═══ Data shown ═══
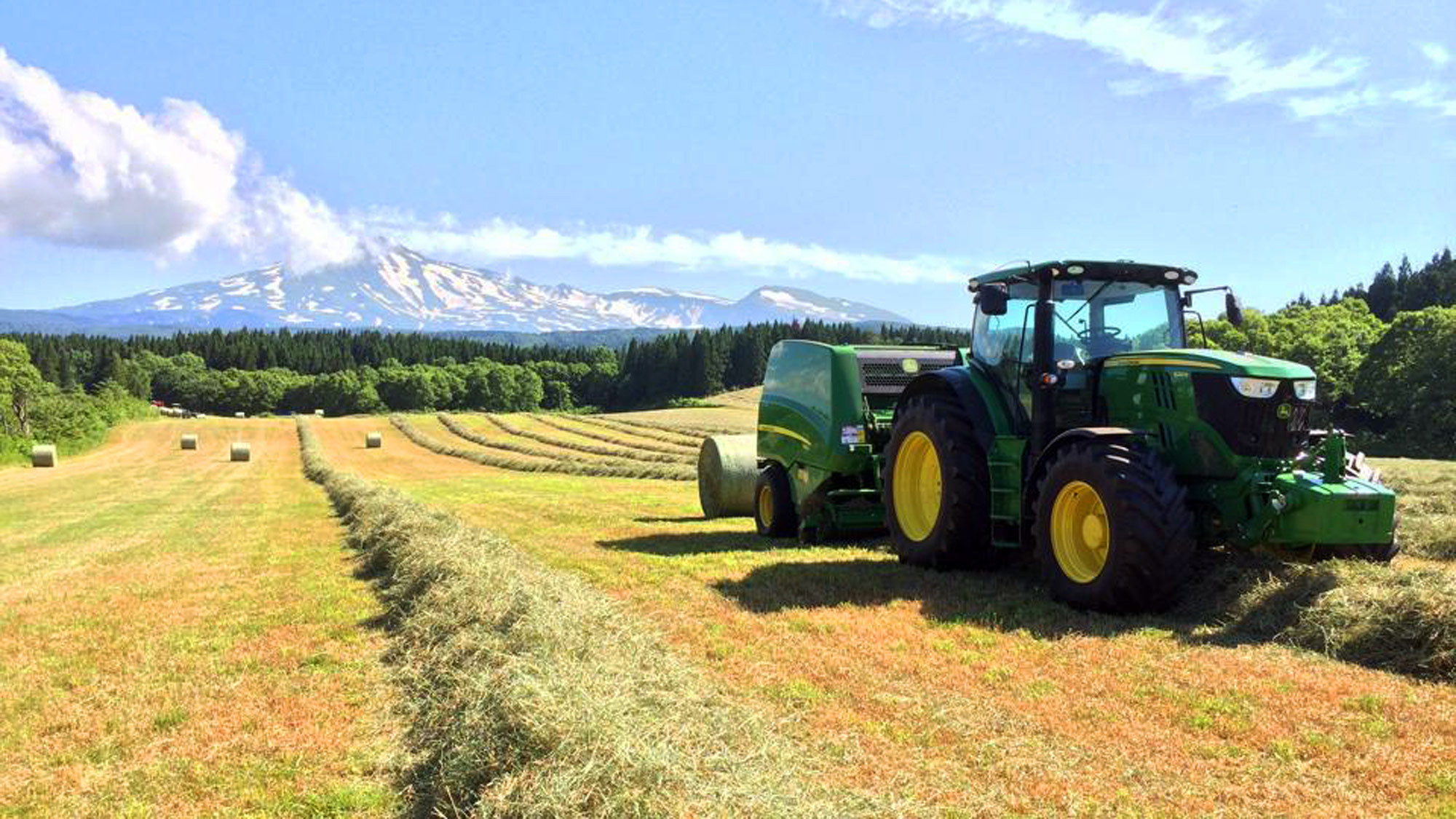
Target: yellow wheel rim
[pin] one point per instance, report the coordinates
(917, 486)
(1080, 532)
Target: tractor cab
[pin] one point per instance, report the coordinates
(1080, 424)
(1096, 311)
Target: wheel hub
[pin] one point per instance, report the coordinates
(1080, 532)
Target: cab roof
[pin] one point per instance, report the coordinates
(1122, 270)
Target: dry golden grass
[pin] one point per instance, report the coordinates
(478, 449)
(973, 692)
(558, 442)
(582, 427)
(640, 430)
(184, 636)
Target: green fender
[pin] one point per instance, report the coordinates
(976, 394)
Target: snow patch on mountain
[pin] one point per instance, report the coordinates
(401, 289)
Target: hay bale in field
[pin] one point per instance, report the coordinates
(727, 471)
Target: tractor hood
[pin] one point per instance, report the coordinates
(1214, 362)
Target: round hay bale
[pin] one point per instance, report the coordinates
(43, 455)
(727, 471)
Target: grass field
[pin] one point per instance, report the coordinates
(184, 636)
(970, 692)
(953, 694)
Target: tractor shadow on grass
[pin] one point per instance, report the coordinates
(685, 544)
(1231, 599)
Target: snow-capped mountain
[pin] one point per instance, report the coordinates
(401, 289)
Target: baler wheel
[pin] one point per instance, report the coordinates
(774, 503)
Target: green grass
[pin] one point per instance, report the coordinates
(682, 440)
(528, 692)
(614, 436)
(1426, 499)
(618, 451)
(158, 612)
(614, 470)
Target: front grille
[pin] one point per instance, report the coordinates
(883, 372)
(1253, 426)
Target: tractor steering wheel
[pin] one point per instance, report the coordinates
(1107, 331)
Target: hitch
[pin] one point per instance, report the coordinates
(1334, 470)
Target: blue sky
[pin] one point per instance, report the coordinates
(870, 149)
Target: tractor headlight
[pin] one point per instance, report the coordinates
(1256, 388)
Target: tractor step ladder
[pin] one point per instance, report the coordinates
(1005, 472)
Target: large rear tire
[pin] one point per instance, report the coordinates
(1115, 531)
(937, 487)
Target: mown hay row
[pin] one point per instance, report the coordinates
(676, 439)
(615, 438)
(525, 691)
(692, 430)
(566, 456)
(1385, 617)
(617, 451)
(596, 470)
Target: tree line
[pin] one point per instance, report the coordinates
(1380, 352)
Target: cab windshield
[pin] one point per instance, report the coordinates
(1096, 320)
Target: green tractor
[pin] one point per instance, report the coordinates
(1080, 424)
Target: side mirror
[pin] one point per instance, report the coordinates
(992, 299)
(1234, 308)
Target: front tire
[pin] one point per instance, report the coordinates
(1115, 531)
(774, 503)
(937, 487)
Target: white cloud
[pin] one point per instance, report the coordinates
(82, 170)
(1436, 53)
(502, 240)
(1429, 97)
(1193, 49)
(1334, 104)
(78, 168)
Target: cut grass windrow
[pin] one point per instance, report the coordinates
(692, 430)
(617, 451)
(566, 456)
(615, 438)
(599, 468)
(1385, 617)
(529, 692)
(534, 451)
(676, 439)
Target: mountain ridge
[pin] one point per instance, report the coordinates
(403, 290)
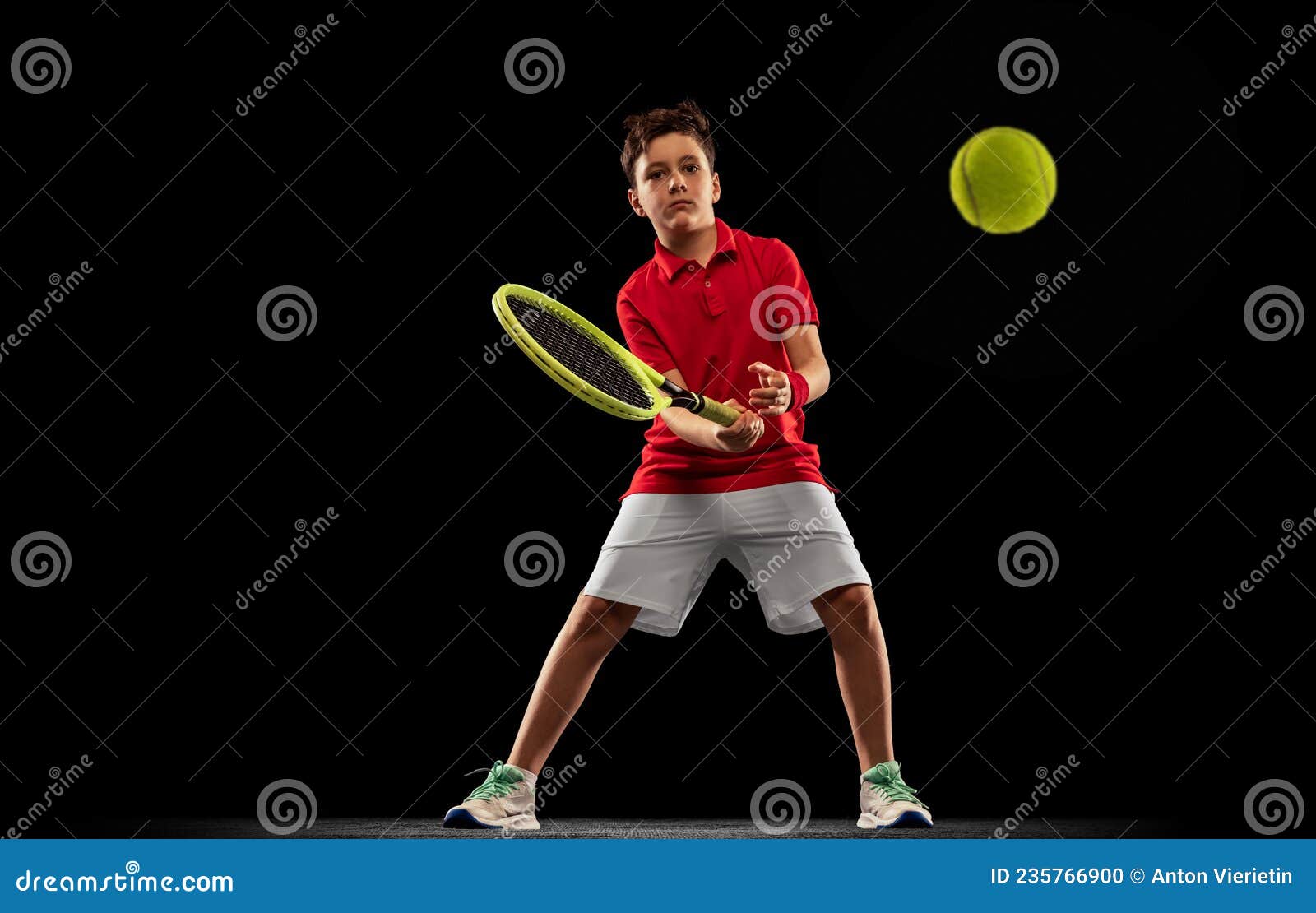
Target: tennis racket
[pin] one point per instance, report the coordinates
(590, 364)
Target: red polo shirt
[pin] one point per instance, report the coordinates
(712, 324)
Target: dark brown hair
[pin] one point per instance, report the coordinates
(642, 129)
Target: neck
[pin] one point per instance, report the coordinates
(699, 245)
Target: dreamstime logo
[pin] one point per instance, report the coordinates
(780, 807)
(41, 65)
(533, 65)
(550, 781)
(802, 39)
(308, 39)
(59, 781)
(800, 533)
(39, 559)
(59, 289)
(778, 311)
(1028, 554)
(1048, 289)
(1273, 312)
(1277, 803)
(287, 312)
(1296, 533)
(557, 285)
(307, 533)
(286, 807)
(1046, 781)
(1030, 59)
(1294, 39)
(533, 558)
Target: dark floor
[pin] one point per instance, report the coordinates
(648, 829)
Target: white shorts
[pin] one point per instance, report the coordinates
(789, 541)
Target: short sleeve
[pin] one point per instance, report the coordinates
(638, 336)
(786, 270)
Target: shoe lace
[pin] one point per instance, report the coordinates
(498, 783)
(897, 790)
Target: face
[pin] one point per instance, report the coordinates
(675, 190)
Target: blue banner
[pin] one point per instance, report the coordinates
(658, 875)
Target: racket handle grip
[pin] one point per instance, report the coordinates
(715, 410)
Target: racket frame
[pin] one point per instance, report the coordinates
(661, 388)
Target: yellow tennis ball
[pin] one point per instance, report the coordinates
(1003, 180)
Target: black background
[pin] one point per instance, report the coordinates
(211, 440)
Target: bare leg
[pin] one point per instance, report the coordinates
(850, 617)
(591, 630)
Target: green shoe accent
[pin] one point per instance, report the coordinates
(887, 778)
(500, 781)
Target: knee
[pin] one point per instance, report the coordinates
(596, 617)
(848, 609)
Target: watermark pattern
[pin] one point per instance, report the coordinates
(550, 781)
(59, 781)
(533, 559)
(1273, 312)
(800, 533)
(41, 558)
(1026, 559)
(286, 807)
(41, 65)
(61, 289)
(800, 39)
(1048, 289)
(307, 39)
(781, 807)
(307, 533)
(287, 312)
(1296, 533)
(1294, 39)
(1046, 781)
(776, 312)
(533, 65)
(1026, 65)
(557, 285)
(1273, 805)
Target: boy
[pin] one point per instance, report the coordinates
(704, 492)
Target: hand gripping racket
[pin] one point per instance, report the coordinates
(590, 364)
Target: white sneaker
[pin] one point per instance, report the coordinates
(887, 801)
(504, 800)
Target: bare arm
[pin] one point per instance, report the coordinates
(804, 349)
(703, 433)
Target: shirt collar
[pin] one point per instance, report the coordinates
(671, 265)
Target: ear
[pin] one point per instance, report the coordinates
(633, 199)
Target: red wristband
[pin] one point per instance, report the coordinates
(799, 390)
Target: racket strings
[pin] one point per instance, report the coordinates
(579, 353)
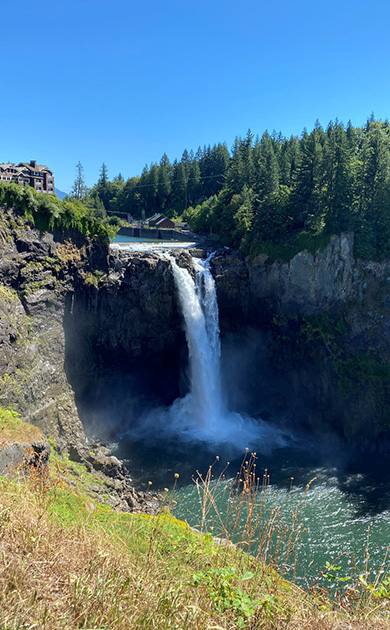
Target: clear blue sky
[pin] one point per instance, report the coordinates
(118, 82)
═══
# [Exercise]
Your answer is an exact copy of the records above, stripped of pictures.

# [Answer box]
Target: yellow wheel rim
[pin] one point per instance, report the coordinates
(917, 486)
(1080, 532)
Target: tractor cab
[pin] one point per instance, report the coordinates
(1080, 424)
(1096, 311)
Target: wheel hub
[pin] one point per instance, report the coordinates
(1080, 532)
Target: cab roof
[pin] one point per instance, report the coordinates
(1122, 270)
Target: dry golden grass
[pin] one point per instance, report the coordinates
(478, 449)
(973, 692)
(558, 442)
(582, 427)
(640, 430)
(184, 636)
Target: green fender
[pin] one point per instance, report the coordinates
(976, 394)
Target: snow patch on mountain
[pin] one point per instance, report the coordinates
(401, 289)
Target: hay bale in field
[pin] one point per instance, report the coordinates
(727, 471)
Target: tractor hood
[pin] one point per instance, report the coordinates
(1214, 362)
Target: round hay bale
[pin] one point per instance, report the coordinates
(43, 455)
(727, 471)
Target: grass field
[pin] one point per instance, report the coordinates
(184, 636)
(970, 692)
(953, 694)
Target: tractor shadow on grass
[pin] one point per instance, report the coordinates
(685, 544)
(1231, 599)
Target: snow-capped mountain
[pin] one point per instance, report the coordinates
(401, 289)
Target: baler wheel
[pin] one point per instance, report the coordinates
(774, 503)
Target: green grass
[pin] one point per instance, report the coordinates
(682, 440)
(528, 692)
(614, 436)
(1426, 499)
(618, 451)
(158, 612)
(614, 470)
Target: front grille
[pin] one point per instance, report the coordinates
(883, 372)
(1253, 426)
Target: tractor steering wheel
[pin] one point per instance, report the coordinates
(1107, 331)
Target: hitch
[pin] one point per instance, report the coordinates
(1334, 470)
Target: blue sky
[pin] one point per instance, report the coordinates
(870, 149)
Target: tractor headlight
[pin] one point per instance, report the coordinates
(1256, 388)
Target: tractor step ladder
[pin] one point per instance, report the coordinates
(1005, 472)
Target: large rear tire
[pin] one point per instance, report the coordinates
(1115, 531)
(937, 487)
Target: mown hay row
[pin] one point per instance, report the coordinates
(676, 439)
(615, 438)
(525, 691)
(692, 430)
(566, 456)
(1385, 617)
(617, 451)
(596, 470)
Target: tree line
[pin] one point per instance, report the coordinates
(1380, 352)
Target: cab windshield
[pin] one point per instance, report the coordinates
(1096, 320)
Target: green tractor
[pin] one point per instance, report the coordinates
(1080, 424)
Target: side mirror
[pin] one point per instance, report the coordinates
(992, 299)
(1234, 308)
Target: front tire
[pin] one point per instance, report the coordinates
(1115, 531)
(774, 503)
(937, 487)
Target: white cloud
[pin] one point per instance, report the coordinates
(82, 170)
(1436, 53)
(502, 240)
(1429, 97)
(1193, 49)
(1334, 104)
(78, 168)
Target: cut grass windrow
[pin] one point per instance, report the coordinates
(692, 430)
(617, 451)
(566, 456)
(615, 438)
(599, 468)
(1385, 617)
(529, 692)
(534, 451)
(676, 439)
Target: mountain ridge
[pin] one point per instance, report the coordinates
(403, 290)
Target: tennis racket
[pin] one point per instance, report the coordinates
(590, 364)
Target: red polo shirt
[pin] one point per instance, report the coordinates
(712, 324)
Target: dark brown hair
[pin] one point per instance, report the coordinates
(642, 129)
Target: neck
[pin] one point per instance, report the coordinates
(699, 245)
Target: dreamstime logo
[pin] one point per instance, report the coordinates
(780, 807)
(41, 65)
(533, 65)
(550, 781)
(802, 39)
(308, 39)
(59, 781)
(800, 533)
(39, 559)
(59, 289)
(778, 311)
(1028, 554)
(1048, 289)
(1273, 312)
(1277, 803)
(287, 312)
(1296, 533)
(557, 285)
(307, 533)
(286, 807)
(1046, 781)
(1030, 59)
(1294, 39)
(533, 558)
Target: dark floor
[pin] one point per instance, report the coordinates
(648, 829)
Target: white shorts
[pin] one point per instance, report the coordinates
(789, 541)
Target: short sleeve
[pin] one point per instance, report the coordinates
(638, 336)
(786, 270)
Target: shoe lace
[pin] one point per instance, report the coordinates
(498, 783)
(897, 790)
Target: face
[pin] one point per instance, report the coordinates
(675, 190)
Target: blue banner
[pin] one point per instance, report the coordinates
(658, 875)
Target: racket handle grip
[pin] one point per instance, report the coordinates
(715, 410)
Target: racket frame
[pin] one point per instance, report the coordinates
(661, 388)
Target: yellow tennis ball
[pin] one point per instance, report the coordinates
(1003, 180)
Target: black background
[pin] one point per instance, report the coordinates
(211, 440)
Target: bare leg
[pin] one point per instance, report the coordinates
(850, 617)
(591, 630)
Target: green shoe accent
[pin] one point per instance, report the coordinates
(887, 778)
(500, 781)
Target: knee
[pin] one point per instance, report the coordinates
(596, 617)
(848, 609)
Target: watermark pattern
[pin] one point per instance, report the coordinates
(550, 781)
(59, 781)
(533, 559)
(1273, 312)
(800, 533)
(41, 558)
(1026, 559)
(286, 807)
(41, 65)
(61, 289)
(800, 39)
(1048, 289)
(307, 39)
(781, 807)
(307, 533)
(287, 312)
(1296, 533)
(1294, 39)
(1046, 781)
(776, 312)
(533, 65)
(1026, 65)
(557, 285)
(1273, 805)
Target: boy
[pin] one point per instance, report the coordinates
(704, 492)
Target: hand gripping racket
[pin] one point per instance, report the coordinates
(590, 364)
Target: white sneaker
[pin] one point per instance, report the coordinates
(887, 801)
(504, 800)
Target: bare arm
[pin] one point per instance, report the coordinates
(804, 349)
(703, 433)
Target: shirt collar
[pin] one point per instance, report the coordinates
(671, 265)
Target: ear
[pin] one point per instance, report the coordinates
(633, 199)
Target: red wristband
[pin] one point per instance, report the coordinates
(799, 390)
Target: racket strings
[pin] one point per instance, report the coordinates
(579, 353)
Target: clear blue sky
[pin] one point per instance, report the coordinates
(118, 82)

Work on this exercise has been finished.